### INFORMATION GIVEN
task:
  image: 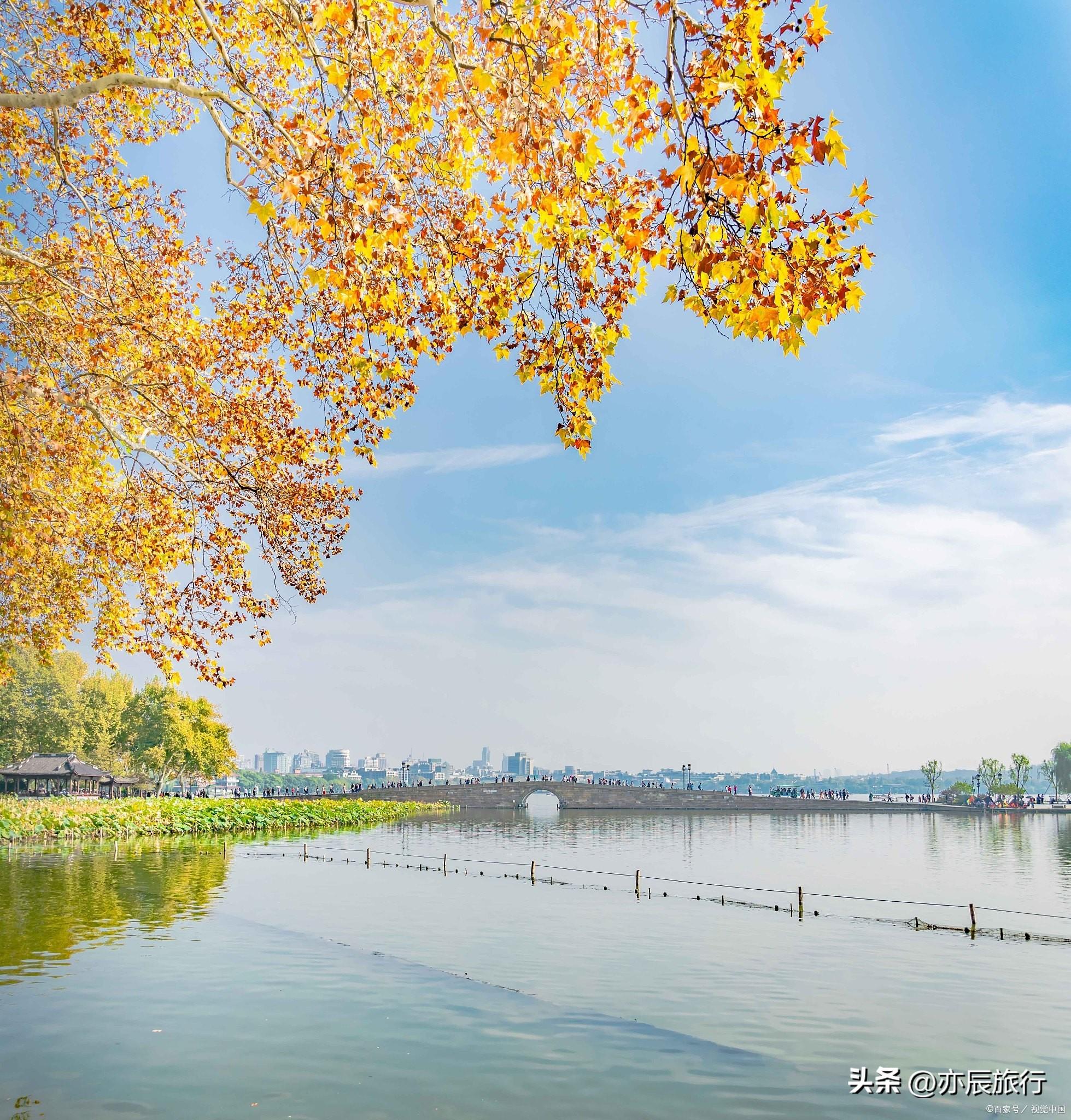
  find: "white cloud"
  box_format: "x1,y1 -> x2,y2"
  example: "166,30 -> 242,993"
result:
877,396 -> 1071,446
358,444 -> 557,475
219,401 -> 1071,772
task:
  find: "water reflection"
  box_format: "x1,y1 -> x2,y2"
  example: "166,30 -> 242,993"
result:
0,840 -> 229,984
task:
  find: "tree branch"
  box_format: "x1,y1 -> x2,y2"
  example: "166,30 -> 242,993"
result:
0,71 -> 248,113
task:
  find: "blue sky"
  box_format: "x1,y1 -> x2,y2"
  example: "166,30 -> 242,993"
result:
130,0 -> 1071,773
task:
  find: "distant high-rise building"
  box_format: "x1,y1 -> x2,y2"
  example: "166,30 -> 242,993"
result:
504,750 -> 531,777
264,750 -> 290,774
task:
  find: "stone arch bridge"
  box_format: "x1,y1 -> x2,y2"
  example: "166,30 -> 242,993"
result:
308,782 -> 962,813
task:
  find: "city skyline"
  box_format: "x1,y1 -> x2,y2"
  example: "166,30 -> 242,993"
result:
83,3 -> 1071,772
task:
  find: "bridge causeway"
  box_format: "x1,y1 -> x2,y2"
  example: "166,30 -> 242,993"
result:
311,782 -> 962,813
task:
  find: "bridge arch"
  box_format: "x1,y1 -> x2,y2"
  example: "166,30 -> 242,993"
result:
517,785 -> 565,813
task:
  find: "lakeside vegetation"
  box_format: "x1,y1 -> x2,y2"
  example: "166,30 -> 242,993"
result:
0,796 -> 446,841
0,646 -> 237,793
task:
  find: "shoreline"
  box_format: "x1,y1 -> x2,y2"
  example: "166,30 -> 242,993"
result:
0,795 -> 450,845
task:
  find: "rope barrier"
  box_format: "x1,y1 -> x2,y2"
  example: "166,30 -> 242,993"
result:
255,844 -> 1071,922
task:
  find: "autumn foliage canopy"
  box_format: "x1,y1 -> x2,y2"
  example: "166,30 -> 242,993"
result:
0,0 -> 871,683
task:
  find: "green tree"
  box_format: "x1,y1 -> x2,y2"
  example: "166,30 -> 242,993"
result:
1041,743 -> 1071,797
1008,754 -> 1031,793
182,697 -> 238,778
0,646 -> 86,765
122,680 -> 237,793
1038,758 -> 1060,795
77,673 -> 134,774
978,758 -> 1004,793
922,758 -> 945,797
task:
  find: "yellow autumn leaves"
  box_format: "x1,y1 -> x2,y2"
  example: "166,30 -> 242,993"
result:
0,0 -> 872,683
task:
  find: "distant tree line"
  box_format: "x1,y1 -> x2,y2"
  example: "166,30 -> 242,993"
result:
0,646 -> 237,792
920,743 -> 1071,797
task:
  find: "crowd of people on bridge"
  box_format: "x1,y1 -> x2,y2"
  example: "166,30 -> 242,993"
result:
770,785 -> 850,801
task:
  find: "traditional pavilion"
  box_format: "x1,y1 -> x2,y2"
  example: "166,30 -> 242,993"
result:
0,755 -> 113,797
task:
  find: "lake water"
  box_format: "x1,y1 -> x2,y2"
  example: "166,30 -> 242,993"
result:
0,808 -> 1071,1120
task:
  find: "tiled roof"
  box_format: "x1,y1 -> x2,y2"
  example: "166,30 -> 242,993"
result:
0,755 -> 108,778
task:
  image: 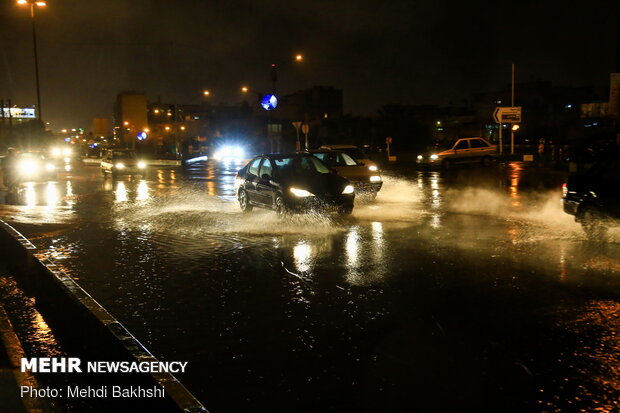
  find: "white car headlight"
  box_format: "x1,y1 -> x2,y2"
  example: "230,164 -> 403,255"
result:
18,161 -> 39,175
342,185 -> 355,194
291,188 -> 313,197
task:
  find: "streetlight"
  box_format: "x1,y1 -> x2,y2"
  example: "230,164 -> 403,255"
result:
17,0 -> 47,121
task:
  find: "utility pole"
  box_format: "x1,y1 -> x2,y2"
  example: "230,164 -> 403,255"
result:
510,63 -> 515,155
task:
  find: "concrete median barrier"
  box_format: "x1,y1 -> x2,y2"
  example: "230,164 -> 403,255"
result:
0,220 -> 207,412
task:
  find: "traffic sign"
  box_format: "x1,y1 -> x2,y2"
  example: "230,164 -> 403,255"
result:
493,106 -> 521,123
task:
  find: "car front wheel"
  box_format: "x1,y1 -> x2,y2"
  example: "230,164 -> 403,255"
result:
239,189 -> 252,213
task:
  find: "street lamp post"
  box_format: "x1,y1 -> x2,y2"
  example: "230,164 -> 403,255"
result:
17,0 -> 47,122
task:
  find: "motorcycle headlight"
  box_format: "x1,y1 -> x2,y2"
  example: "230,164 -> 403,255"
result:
291,188 -> 313,198
342,185 -> 355,194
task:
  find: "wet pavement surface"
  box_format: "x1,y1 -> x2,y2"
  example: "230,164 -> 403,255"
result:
0,162 -> 620,412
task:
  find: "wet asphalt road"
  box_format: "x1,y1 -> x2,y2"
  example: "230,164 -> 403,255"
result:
0,162 -> 620,413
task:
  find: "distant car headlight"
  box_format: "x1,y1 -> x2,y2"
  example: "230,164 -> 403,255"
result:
18,161 -> 39,175
291,188 -> 314,198
342,185 -> 355,194
213,145 -> 245,161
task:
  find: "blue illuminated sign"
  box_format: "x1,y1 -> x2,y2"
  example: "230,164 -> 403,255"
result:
260,95 -> 278,110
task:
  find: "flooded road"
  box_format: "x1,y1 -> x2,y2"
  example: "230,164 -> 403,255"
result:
0,162 -> 620,412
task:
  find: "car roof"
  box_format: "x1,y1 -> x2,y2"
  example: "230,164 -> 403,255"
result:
319,145 -> 359,149
252,152 -> 312,159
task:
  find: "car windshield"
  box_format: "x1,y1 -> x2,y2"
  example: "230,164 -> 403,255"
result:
273,156 -> 330,174
112,151 -> 136,159
314,152 -> 357,166
428,139 -> 458,152
342,148 -> 366,159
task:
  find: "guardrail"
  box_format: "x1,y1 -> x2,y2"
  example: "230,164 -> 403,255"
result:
0,220 -> 207,413
82,158 -> 181,166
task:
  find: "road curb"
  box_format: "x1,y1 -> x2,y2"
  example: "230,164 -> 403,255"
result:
0,220 -> 207,413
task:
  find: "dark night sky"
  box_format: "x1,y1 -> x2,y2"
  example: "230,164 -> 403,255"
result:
0,0 -> 619,130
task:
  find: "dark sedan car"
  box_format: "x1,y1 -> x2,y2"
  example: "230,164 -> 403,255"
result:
235,153 -> 355,216
562,149 -> 620,240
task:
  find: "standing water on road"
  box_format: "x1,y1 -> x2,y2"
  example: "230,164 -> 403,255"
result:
0,162 -> 620,412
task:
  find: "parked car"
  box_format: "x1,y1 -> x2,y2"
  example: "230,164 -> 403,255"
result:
562,149 -> 620,240
310,151 -> 383,198
318,145 -> 379,171
235,153 -> 355,216
416,138 -> 497,169
101,149 -> 147,176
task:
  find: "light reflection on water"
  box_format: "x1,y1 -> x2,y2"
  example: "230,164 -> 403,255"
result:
2,161 -> 618,412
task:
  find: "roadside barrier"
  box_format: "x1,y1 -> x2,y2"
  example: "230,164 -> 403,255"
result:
0,220 -> 207,413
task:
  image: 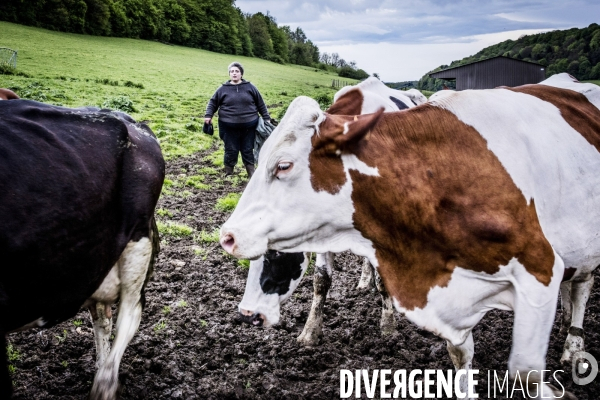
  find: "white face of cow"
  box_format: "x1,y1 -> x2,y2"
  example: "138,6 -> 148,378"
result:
221,97 -> 381,259
239,251 -> 309,326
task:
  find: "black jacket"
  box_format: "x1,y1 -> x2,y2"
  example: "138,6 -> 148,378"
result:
204,79 -> 271,123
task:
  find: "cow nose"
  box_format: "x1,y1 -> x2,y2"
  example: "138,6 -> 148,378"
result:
220,233 -> 235,254
238,310 -> 265,326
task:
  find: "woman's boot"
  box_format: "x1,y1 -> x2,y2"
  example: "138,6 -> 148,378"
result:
246,164 -> 255,179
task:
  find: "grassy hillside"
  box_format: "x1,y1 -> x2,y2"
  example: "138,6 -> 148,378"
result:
417,24 -> 600,90
0,22 -> 350,158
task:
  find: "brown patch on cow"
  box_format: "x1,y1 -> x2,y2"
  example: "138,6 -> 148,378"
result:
0,89 -> 20,100
326,88 -> 364,115
510,85 -> 600,151
562,267 -> 577,282
310,105 -> 554,310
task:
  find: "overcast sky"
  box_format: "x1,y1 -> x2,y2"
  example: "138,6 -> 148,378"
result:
235,0 -> 600,82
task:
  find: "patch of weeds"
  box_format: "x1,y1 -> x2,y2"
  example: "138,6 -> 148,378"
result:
153,319 -> 167,333
156,221 -> 194,239
215,193 -> 242,212
194,228 -> 221,243
304,253 -> 316,276
94,78 -> 119,86
54,329 -> 67,344
156,208 -> 173,218
6,342 -> 21,375
123,81 -> 144,89
175,190 -> 194,199
185,122 -> 201,132
0,64 -> 31,78
185,175 -> 210,190
102,96 -> 136,112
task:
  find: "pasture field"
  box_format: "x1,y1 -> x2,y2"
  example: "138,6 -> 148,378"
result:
0,22 -> 600,400
0,22 -> 346,159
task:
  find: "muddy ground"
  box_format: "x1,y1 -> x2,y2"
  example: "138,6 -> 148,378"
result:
9,145 -> 600,400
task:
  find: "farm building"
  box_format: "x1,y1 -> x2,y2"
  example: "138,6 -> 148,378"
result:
429,56 -> 546,90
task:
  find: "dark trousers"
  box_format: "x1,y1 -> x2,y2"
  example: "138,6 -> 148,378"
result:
219,118 -> 258,167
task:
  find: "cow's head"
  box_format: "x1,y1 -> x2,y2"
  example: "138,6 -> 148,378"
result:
239,250 -> 309,326
221,97 -> 383,259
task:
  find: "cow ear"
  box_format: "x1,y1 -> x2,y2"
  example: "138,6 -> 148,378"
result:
335,107 -> 384,150
325,88 -> 364,115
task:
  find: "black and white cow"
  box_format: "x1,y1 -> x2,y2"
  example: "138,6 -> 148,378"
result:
239,78 -> 427,346
0,100 -> 165,399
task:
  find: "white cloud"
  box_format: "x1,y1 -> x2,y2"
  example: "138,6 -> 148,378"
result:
236,0 -> 600,81
319,30 -> 556,82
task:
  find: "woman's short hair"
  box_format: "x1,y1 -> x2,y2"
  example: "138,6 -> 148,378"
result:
227,61 -> 244,76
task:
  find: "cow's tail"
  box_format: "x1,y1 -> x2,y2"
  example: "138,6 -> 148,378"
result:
140,216 -> 160,308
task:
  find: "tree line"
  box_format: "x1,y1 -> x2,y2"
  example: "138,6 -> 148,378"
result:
418,24 -> 600,91
0,0 -> 368,79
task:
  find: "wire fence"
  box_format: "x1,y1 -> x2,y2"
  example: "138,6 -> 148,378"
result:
0,47 -> 17,68
331,79 -> 352,88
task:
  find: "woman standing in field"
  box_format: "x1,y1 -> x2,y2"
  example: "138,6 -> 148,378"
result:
204,62 -> 271,179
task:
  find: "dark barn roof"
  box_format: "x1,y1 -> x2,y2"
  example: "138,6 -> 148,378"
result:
429,56 -> 546,90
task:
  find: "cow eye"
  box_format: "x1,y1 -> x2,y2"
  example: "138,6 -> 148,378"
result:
275,161 -> 294,177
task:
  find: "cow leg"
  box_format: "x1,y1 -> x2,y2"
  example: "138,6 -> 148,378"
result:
89,302 -> 112,369
356,258 -> 373,289
446,332 -> 475,400
560,273 -> 594,364
508,253 -> 572,399
560,281 -> 573,334
90,238 -> 152,400
298,253 -> 333,346
372,268 -> 396,336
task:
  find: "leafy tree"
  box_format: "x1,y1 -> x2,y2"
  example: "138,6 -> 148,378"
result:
248,13 -> 274,60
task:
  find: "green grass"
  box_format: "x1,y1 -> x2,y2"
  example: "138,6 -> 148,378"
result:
0,22 -> 352,159
194,228 -> 221,243
156,221 -> 194,239
215,193 -> 242,212
156,208 -> 173,218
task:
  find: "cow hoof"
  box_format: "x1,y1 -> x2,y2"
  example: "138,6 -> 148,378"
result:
560,334 -> 585,366
296,332 -> 319,347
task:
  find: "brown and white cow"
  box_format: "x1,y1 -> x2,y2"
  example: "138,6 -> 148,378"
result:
221,74 -> 600,398
239,78 -> 427,346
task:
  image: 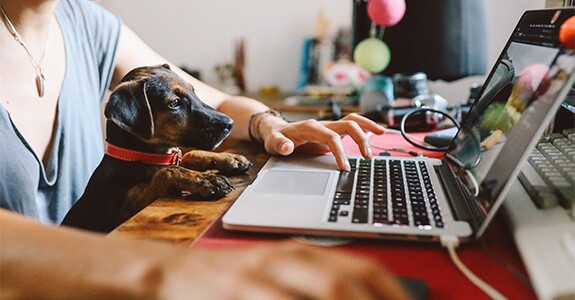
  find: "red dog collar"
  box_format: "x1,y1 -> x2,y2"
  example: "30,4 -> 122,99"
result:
104,142 -> 182,166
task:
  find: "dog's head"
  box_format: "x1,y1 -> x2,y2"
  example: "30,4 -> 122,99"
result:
104,65 -> 233,150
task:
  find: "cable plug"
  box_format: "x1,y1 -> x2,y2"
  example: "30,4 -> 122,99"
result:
439,235 -> 459,249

### THE REQUEST
Copy every line in the listing above that contains the word "reflection".

### COMPLETED TASK
  find: "water reflection"
  find: "light reflection on water"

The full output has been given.